__ACTION ITEM__: Once you reach the line that contains "the car rear", retype it and every line after it exactly, ending with the last line of the entries.

__Dataset entries__:
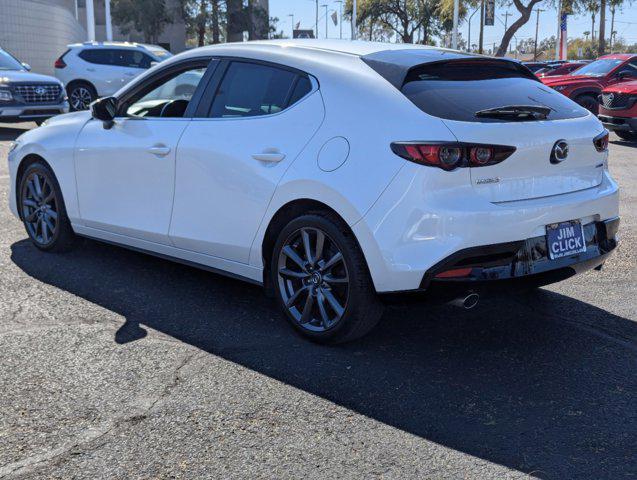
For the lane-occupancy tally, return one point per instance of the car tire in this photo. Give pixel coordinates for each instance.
(81, 95)
(589, 102)
(339, 293)
(43, 211)
(628, 136)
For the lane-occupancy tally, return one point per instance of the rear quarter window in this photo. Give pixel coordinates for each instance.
(456, 90)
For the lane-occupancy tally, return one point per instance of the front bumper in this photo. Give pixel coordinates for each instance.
(29, 112)
(624, 124)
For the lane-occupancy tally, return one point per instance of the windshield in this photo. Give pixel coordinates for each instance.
(161, 54)
(599, 68)
(7, 62)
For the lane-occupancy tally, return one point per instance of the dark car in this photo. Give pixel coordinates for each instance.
(554, 69)
(26, 96)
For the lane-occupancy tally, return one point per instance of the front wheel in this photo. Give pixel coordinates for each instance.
(629, 136)
(43, 211)
(81, 95)
(321, 280)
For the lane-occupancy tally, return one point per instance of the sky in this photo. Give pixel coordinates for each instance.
(304, 12)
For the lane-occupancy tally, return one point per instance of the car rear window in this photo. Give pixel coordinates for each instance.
(457, 89)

__THE COMPLETED TASK__:
For the lane-occupancy tally, return one point per instance of the car rear window in this photo. Give pixel coordinates for each instance.
(457, 89)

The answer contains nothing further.